Stored entries

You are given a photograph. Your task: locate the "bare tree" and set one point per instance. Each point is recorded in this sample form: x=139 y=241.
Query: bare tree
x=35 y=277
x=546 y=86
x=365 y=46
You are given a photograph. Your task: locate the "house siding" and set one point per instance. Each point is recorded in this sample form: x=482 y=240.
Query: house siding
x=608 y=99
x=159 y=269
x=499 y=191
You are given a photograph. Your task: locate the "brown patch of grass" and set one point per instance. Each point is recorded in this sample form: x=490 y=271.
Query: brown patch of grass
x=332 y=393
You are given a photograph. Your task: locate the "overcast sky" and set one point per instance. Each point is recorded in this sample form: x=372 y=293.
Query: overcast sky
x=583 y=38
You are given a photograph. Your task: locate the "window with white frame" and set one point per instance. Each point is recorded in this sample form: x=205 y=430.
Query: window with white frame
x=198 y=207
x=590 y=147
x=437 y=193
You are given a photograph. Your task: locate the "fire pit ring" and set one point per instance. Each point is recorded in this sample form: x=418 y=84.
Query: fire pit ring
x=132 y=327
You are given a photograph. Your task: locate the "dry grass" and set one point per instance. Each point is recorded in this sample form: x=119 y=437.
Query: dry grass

PROBLEM TO WORK ON
Express the lines from the one containing "form: x=418 y=84." through the last line as a Markdown table with the columns Row and Line. Number each row, and leave out any blank lines.

IN RESPONSE
| Row | Line |
|---|---|
| 1 | You are given a photograph. Your task: locate the "fire pit ring" and set one point per instance. Each point is recorded in this sample form: x=418 y=84. |
| 2 | Query: fire pit ring |
| 3 | x=132 y=327 |
| 4 | You are given a photograph. Your task: locate the "dry grass" and set one point per instance. Each point is recorded in this sample form: x=119 y=437. |
| 5 | Query: dry grass |